» SOURCE DATA:
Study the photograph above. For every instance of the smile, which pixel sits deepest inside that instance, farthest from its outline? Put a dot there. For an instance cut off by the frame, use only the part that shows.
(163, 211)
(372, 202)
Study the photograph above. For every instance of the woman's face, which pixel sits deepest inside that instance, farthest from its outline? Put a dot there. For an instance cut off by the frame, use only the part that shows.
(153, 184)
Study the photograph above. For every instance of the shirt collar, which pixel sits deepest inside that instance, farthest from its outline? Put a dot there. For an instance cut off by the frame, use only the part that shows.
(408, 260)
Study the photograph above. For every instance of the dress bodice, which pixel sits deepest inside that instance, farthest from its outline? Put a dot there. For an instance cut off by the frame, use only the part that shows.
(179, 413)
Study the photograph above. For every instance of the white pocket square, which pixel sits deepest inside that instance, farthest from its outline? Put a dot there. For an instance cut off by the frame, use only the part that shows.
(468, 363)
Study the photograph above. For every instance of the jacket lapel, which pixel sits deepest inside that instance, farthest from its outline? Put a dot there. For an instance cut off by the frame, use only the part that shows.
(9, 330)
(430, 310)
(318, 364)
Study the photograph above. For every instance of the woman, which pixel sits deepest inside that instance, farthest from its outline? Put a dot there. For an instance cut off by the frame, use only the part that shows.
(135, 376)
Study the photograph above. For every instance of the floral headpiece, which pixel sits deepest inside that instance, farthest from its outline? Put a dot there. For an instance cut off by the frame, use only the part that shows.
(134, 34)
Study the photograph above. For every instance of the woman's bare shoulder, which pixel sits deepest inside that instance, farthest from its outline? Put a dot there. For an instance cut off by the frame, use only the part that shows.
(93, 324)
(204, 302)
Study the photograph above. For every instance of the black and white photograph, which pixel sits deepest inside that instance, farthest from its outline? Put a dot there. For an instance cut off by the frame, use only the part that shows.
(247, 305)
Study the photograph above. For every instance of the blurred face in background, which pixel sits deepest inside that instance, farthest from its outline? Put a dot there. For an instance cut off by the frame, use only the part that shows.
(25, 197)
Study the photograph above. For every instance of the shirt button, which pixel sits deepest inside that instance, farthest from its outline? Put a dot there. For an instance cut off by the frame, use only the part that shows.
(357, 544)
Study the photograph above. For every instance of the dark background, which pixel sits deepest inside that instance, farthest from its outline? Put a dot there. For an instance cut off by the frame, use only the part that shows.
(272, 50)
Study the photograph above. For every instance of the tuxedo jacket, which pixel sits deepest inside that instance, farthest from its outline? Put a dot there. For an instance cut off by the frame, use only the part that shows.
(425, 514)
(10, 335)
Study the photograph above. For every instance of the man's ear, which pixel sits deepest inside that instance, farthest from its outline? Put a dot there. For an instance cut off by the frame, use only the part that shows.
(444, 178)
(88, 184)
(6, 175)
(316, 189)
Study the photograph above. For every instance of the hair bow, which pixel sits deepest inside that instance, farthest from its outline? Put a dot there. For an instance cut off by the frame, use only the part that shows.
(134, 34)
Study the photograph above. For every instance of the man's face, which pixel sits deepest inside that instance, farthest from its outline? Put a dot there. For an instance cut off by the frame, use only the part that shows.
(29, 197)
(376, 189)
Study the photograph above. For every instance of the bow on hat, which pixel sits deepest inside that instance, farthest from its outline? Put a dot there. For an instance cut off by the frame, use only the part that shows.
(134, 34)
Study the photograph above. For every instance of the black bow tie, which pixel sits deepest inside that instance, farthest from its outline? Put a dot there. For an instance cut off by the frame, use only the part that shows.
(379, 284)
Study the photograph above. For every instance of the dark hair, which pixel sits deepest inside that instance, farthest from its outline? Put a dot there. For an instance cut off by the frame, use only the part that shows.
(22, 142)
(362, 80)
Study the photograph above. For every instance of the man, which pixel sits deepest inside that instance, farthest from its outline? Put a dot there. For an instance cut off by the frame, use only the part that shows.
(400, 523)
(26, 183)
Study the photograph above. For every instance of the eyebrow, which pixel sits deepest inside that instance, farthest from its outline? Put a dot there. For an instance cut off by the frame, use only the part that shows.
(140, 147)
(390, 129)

» WHAT YOU ARE ASKED TO DO:
Extract each line from the listing above, please, and repeat it exactly.

» RESPONSE TO THIS EXERCISE:
Study the photograph above. For every instance of the smile, which pixel sits deepest inside that instance, farthest from its outline? Put a dot there. For an instance cut off by the frame, use only the part that shows.
(163, 211)
(372, 202)
Study the photograph above. For every instance of the woman's face, which pixel sits deepest inside that instance, farthest from its outline? Put a dot there. For an instance cut off by the frame, use only the part that shows.
(153, 184)
Study the photograph above. For every instance of the shirt collar, which pixel sits deepest inside that instance, farthest from its outline? Put a dot there. For an instance cut off by the frame, use only the part that shows.
(408, 260)
Study the photograph above. For every instance of the dress bodice, which pixel sits deepest inside that instance, farthest from its outline? Put a dot there. For an instance cut off by the frame, use only the part that shows.
(179, 413)
Study the photograph above. For every instance of the white pocket square, which pixel sits deepest inside that instance, farthest from its outline? Put a dot there. For an instance cut off by the frame, use only the part that shows.
(468, 363)
Study the photograph above. For every instance of the jacket lapel, which pixel sits deepest inside that instance, farthest from its outline? Put a dot there. For an instance cut off by the frame, use only the part that shows.
(9, 330)
(430, 310)
(318, 364)
Study the photograph above. For every instance of the woman, which pixel sits deepest inside that instance, farthest from its outline? Put a dot there. For an instance cut off by the frame, use only the part that shows.
(135, 376)
Study the photograph above. For every instance of the floral headpiece, which pixel sits deepest inside that instance, farthest from its outline? Put a dot there. For an instance cut off by the frame, use only the part that shows.
(134, 34)
Study the photograph above. For every instance of the woman's bare shoulder, which pixel sits deepest inside that instance, farthest from its outline? Put a dot there. For an instance cut off by the frame, use only the part that shows.
(93, 324)
(204, 302)
Study the photograph above. For every instance of the black and white photograph, which pixel sits deepest inside that instance, farthest from its outline? Put a dot there. For an instance cut off by the frame, use only the part that shows.
(247, 305)
Study the photograph above. For every instance of the blurred face in background, which pixel sits deepest inside that instance, farthest from its outline? Put a dot there. For an instance cut off by the frame, use only the part that shows.
(25, 197)
Study the photograph above. For every instance of the shirt button, which pixel sits deepest inside that instance, farthest from its outline? Put a dot there. For an instance cut off by the frame, use only the part that shows.
(357, 544)
Study the photograph above. For every instance of the dark background, which pixel sits deepest inside that instance, farthest from its outline? Put a dot there. For an instance cut off by the frame, use only the part that shows.
(272, 50)
Study the photograph above. For every instance of the tuxedo jacket, which pixel sits deepest inside that instance, farthest from its outline? Put a dot there. For an instance cut off by the frame, use only the part that shows.
(425, 514)
(10, 335)
Study the photograph above. For every instance of the man's ear, which pixel sits deepest inside that instance, farthest from its outline? Put a dot there. For an instance cut off by the frame, use only the part that shows.
(444, 178)
(88, 184)
(6, 175)
(316, 189)
Study the photograph above. For every instance of the hair bow, which pixel sits deepest inside that instance, farthest from its outline? Put a dot there. For an instance cut off by the frame, use only the part that shows.
(134, 34)
Study the photograph above. For every instance of the man's face, which pixel sits deepest inside that instance, farthest from its outline? Put a dot there. For an instance cut off by the frame, use only the part that shows.
(29, 197)
(376, 189)
Study the photograph above. For every instance of the bow on hat, which pixel sits deepest inside that instance, farthest from its outline? Put a dot there. For an instance cut off by the frame, use only the part that shows.
(134, 34)
Study the photograph above. For every instance of the black bow tie, which pixel sits deepest inside that instance, farthest from its outline? Put a dot there. For an instance cut off by the frame, use only the part that shows.
(379, 284)
Study the photograph above. For every instance of the dark hair, which pixel sits deepest inside that instance, farthest from its outline? Put a dot there. For an instance cut off by the frame, use only the part that shows.
(22, 142)
(362, 80)
Study the photograph above. For every instance of the man, which pixel sits deepest inside that instance, farthest from its outline? Put a dot there. For an instance cut off by the frame, use only the part that shows.
(400, 523)
(26, 183)
Study the photograph above. For every instance of the eyebrow, which pixel sits deepest inside that instance, farthest from its outline? Put a dot there. For an instance cut off by the frame, use only the part that shows.
(140, 147)
(390, 129)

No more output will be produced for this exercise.